= AUSZUG =
───
Russland, meine Liebe

24. September 2015 | von

Langjährigen Sendboten-Lesern ist unsere Autorin von ihren Berichten aus Russland vertraut. Aus erster Hand berichtet sie nun von ihrem Besuch vor wenigen Wochen und zeichnet ein differenziertes Bild von Russland und der Kraft des Glaubens.




Der Flug SU 2551 von Amsterdam-Schipol nach Moskau-Sheremetjevo setzt zur Landung an. Nach sieben Jahren in den Niederlanden kehre ich für einen Monat nach Russland zurück, um meine Freunde wiederzusehen. Sechzehn glückliche Jahre haben wir in der schweren Zeit von Glasnost und Perestroika Anfang der 90er Jahre zusammen erlebt. 



Zwei Stunden später. Es ist, als ob ich nie fort gewesen wäre: der herzliche Empfang, die vertraute Umgebung. Verändert sind die Straßen: Dreimal so viel Autos wie vor sieben Jahren sausen auf dem mittlerweile 14-spurig ausgebauten Leningradski-Prospekt unter meinem Fenster entlang. 20 Millionen Menschen bewegen sich jeden Tag in einem Labyrinth von Metrolinien,

Busverbindungen und Highways.
───
= DATENSÄTZE =
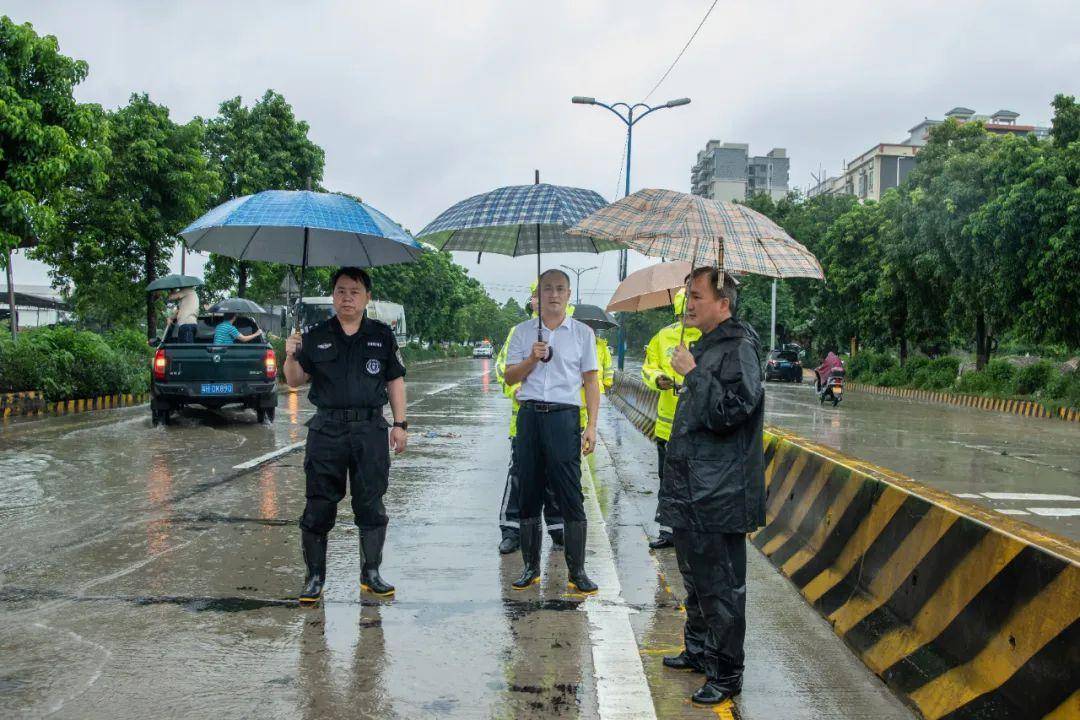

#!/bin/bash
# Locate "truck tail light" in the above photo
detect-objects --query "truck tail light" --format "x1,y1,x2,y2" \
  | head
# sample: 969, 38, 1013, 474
153, 348, 168, 380
262, 350, 278, 380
───
= ÜBUNGSAUFGABEN =
1 - Wie viele Jahre hat die Autorin laut dem Auszug in den Niederlanden verbracht?
2 - Schreib alle Zeilen der Datensätze Wort für Wort ab, aber lass die Bilder dabei weg.

= SCHRIFTLICHE ANTWORTEN =
1 - Sieben Jahre.

2 -
#!/bin/bash
# Locate "truck tail light" in the above photo
detect-objects --query "truck tail light" --format "x1,y1,x2,y2" \
  | head
# sample: 969, 38, 1013, 474
153, 348, 168, 380
262, 350, 278, 380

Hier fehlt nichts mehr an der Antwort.